MATERIAL TO PROCESS:
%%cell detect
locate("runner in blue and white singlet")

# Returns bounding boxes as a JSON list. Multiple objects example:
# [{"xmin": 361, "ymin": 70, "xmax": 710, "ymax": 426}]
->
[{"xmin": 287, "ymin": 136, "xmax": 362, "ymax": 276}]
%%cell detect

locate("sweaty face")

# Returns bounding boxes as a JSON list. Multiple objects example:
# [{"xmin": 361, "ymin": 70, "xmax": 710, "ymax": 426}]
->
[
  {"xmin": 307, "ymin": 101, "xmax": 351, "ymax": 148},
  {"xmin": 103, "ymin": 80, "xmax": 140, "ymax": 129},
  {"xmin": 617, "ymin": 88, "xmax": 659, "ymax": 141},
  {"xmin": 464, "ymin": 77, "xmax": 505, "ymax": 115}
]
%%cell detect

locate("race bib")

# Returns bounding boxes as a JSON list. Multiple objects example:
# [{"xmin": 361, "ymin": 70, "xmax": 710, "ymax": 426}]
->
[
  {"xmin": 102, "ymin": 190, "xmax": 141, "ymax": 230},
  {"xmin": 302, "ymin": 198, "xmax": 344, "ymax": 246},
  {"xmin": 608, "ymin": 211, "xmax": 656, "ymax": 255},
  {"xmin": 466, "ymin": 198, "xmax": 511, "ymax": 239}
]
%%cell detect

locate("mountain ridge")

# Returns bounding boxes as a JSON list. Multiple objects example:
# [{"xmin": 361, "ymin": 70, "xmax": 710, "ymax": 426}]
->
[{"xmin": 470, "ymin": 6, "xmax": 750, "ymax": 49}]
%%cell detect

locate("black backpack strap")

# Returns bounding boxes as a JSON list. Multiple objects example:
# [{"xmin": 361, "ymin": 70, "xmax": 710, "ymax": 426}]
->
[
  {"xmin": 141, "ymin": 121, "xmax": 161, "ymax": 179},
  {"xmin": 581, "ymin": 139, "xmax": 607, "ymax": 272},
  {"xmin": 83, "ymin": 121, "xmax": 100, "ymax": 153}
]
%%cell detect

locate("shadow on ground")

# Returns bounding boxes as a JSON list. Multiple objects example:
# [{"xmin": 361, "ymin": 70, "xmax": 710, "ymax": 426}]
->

DO THIS: Output each record precisely as given.

OUTPUT OF THE TASK:
%%cell detect
locate("runner in blue and white singlet")

# Returns bounding boxes as a JSON list. Multiple objects example:
# [{"xmin": 361, "ymin": 70, "xmax": 710, "ymax": 426}]
->
[{"xmin": 287, "ymin": 136, "xmax": 362, "ymax": 276}]
%%cell detect

locate("sweaty face")

# Returns bounding boxes as a JSON list. Multiple objects example:
# [{"xmin": 361, "ymin": 70, "xmax": 710, "ymax": 426}]
->
[
  {"xmin": 307, "ymin": 101, "xmax": 351, "ymax": 148},
  {"xmin": 103, "ymin": 80, "xmax": 140, "ymax": 129},
  {"xmin": 617, "ymin": 88, "xmax": 659, "ymax": 141},
  {"xmin": 464, "ymin": 77, "xmax": 505, "ymax": 115}
]
%%cell detect

locate("race bib")

# Returns bounding boxes as a JSON list. Multiple objects example:
# [{"xmin": 361, "ymin": 70, "xmax": 710, "ymax": 426}]
->
[
  {"xmin": 102, "ymin": 190, "xmax": 141, "ymax": 230},
  {"xmin": 302, "ymin": 198, "xmax": 344, "ymax": 246},
  {"xmin": 608, "ymin": 211, "xmax": 656, "ymax": 255},
  {"xmin": 466, "ymin": 198, "xmax": 511, "ymax": 239}
]
%%cell detect

locate("mountain ridge")

# Returns bounding boxes as a JSON list. Multiple objects example:
# [{"xmin": 361, "ymin": 70, "xmax": 710, "ymax": 426}]
->
[{"xmin": 470, "ymin": 6, "xmax": 750, "ymax": 49}]
%%cell detect

locate("black backpack strap")

# Returns bounding boxes as a JSON list. Multiple objects example:
# [{"xmin": 361, "ymin": 70, "xmax": 710, "ymax": 426}]
->
[
  {"xmin": 141, "ymin": 121, "xmax": 161, "ymax": 179},
  {"xmin": 581, "ymin": 139, "xmax": 607, "ymax": 272},
  {"xmin": 83, "ymin": 121, "xmax": 100, "ymax": 153}
]
%%cell detect

locate("shadow on ground")

# Returns bounding boxes as a JSON list. Multiple objects example:
# [{"xmin": 361, "ymin": 70, "xmax": 710, "ymax": 426}]
->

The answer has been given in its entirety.